Task brief: Return the entries below verbatim, line for line.

Object pointing dataset entries:
►

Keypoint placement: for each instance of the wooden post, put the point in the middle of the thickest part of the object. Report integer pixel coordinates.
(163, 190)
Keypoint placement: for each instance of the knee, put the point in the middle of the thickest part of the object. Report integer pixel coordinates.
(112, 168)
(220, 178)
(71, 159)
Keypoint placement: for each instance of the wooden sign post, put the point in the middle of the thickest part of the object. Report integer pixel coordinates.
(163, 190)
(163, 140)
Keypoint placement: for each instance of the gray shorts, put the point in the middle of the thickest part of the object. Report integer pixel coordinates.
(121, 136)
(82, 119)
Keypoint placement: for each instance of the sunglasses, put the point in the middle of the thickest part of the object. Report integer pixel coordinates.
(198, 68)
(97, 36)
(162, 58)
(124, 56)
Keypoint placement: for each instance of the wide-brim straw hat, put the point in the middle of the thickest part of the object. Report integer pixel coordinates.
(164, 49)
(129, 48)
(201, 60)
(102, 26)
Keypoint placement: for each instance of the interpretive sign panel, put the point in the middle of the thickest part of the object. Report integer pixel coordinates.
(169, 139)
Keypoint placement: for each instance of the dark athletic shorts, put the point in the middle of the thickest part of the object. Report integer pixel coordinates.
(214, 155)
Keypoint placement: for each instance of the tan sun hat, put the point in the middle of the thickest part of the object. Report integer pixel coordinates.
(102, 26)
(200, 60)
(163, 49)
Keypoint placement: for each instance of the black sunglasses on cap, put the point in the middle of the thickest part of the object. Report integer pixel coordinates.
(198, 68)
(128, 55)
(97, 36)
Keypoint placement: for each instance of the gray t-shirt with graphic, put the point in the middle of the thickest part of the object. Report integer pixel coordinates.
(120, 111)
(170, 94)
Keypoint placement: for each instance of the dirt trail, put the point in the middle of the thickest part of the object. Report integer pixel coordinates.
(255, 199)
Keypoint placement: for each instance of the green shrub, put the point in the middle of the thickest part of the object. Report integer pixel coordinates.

◄

Complete answer:
Keypoint placement: for each instance of the wooden post, put the point in the middle of the thickest part of the object. Report integer pixel coordinates.
(163, 190)
Keypoint placement: for each instance of the knee, put the point in the middle of the thickest part of the object. Report integer pixel coordinates.
(112, 168)
(220, 178)
(71, 159)
Keypoint placement: for each instance of the wooden sign post, put the point in the middle of the thickest part of the object. Report integer pixel coordinates.
(163, 190)
(163, 140)
Keypoint placement: for each instance of the gray shorts, put the point in the middle of the thickest part of the object. Report integer pixel coordinates.
(121, 136)
(82, 119)
Keypoint placement: for each instance of the sunglasses, put the point in the middle of the thickest part of the object. Report integer pixel coordinates.
(198, 68)
(97, 36)
(162, 58)
(124, 56)
Keypoint placement: for each instance of the wide-brim straw hat, put the point in the middle of the thickest part of the object. Report integer pixel coordinates.
(164, 49)
(129, 48)
(201, 60)
(102, 26)
Keypoint placement: for each instance of the interpretive sign panel, put the point in the middle of the thickest part of the object. Report integer pixel coordinates.
(169, 139)
Keypoint placement: for each instance of the dark athletic shorts, put the point in the middle of the thickest part of the object. Report integer pixel coordinates.
(214, 155)
Keypoint placement: for each instance of the tan sun hat, put the point in the middle of the thickest part of the object. Report integer pixel coordinates.
(102, 26)
(200, 60)
(163, 49)
Keypoint placement: for each instance of the black sunglasses on cap, put the point in the middle of the thickest part of the object. Report integer pixel coordinates.
(198, 68)
(128, 55)
(97, 36)
Keypoint placement: for each instance of the gray t-shirt with graphic, put the point in the middle of the thickest part of the object. Report integer pixel coordinates.
(120, 111)
(170, 94)
Keypoint placement: for each instance of the dirt trail, put the point in the middle of the thickest part of the object. Report integer pixel coordinates.
(255, 199)
Keypoint placement: for each instance of the green shrub, put the point in the middle of the thickest part of the object. Report integer pixel coordinates.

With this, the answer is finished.